TASK TO CARRY OUT — Print exactly, and only, the lines running from the line containing "point like [47,14]." through the end of the records below.

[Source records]
========================

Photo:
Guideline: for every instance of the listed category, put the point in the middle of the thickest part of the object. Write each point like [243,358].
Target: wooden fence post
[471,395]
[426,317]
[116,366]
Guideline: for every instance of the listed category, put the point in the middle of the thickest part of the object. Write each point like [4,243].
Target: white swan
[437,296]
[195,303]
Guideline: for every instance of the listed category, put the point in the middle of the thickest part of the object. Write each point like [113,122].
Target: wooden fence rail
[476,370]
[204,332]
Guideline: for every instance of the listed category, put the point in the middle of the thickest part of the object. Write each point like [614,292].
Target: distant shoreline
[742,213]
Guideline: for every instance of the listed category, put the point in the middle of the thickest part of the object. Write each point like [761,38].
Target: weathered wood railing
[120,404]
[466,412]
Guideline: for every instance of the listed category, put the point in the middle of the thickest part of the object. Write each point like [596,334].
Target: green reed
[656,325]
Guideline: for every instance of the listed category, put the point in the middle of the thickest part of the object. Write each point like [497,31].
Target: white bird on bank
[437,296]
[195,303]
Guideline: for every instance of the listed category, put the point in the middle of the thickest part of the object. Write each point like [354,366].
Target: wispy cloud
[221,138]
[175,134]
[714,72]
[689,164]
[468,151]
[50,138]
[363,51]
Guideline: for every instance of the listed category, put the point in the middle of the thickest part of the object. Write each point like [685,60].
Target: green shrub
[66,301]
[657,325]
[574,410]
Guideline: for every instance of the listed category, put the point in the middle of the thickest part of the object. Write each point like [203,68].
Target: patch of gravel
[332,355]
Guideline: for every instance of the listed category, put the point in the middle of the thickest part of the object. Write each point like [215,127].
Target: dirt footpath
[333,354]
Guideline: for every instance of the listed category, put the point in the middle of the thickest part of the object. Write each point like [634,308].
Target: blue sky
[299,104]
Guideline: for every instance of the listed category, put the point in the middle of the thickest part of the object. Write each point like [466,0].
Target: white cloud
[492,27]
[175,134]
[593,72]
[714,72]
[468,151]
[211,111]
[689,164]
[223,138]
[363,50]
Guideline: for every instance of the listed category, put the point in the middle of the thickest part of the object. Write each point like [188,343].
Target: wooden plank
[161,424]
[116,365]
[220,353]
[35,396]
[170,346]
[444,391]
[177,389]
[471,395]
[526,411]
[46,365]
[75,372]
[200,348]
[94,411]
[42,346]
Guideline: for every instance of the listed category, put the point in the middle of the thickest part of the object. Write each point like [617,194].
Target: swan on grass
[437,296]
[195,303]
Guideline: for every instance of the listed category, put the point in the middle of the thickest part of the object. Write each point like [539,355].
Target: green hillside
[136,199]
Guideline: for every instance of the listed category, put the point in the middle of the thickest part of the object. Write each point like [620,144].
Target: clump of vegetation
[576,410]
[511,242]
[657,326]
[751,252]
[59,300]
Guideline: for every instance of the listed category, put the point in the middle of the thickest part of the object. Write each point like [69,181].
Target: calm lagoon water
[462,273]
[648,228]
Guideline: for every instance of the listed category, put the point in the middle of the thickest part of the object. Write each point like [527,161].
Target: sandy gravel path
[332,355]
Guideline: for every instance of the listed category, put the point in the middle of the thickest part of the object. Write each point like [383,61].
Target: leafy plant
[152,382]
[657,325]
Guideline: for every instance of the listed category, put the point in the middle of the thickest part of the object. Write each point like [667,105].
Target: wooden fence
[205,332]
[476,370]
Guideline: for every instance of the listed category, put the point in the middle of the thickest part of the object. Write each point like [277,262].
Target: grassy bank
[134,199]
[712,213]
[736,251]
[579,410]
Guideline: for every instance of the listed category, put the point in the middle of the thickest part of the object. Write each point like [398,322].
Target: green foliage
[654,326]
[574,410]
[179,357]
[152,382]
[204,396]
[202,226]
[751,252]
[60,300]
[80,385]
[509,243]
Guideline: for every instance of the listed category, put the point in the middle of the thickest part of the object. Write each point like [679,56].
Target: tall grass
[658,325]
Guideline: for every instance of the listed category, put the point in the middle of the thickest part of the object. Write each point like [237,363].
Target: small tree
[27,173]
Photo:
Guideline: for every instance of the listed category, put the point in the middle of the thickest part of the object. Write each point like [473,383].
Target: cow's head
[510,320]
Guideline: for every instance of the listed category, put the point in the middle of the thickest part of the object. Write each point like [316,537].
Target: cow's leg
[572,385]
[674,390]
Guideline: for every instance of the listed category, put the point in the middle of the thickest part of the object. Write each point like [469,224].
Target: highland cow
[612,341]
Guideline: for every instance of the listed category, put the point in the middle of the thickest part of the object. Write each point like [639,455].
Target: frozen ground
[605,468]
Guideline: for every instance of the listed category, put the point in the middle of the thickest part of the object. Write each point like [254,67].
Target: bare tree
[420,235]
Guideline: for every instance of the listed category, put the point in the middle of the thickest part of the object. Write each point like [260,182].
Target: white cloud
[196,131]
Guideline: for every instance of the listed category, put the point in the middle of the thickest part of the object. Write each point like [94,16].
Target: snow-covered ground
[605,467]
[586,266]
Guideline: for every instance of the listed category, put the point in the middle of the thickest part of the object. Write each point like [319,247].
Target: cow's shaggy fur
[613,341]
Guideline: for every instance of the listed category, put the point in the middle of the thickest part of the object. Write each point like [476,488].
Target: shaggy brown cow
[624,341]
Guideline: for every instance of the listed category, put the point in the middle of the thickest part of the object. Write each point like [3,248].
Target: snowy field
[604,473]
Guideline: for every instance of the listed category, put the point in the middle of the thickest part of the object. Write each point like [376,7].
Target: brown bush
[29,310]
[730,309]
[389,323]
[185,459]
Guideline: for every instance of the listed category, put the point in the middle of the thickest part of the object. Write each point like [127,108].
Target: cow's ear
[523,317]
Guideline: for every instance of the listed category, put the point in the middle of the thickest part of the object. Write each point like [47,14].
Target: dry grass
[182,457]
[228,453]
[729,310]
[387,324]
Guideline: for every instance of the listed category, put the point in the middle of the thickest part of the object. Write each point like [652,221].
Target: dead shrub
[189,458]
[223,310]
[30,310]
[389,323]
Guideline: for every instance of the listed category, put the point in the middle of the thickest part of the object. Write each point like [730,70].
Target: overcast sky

========================

EXERCISE RESPONSE —
Guideline: for every instance of the listed category, put the point in the middle of the thickest part of the object. Write each point like [47,14].
Target: dry grass
[182,457]
[228,453]
[729,310]
[387,324]
Guideline: for every instance of the listed category, put the point in the middle of the thickest part of the object. Write each point like [652,221].
Target: dead shrub
[189,458]
[223,310]
[30,310]
[389,323]
Guideline: for every instance of the listed category, put the point in the middle of the thickest part of the object. Write each point like [730,70].
Target: overcast sky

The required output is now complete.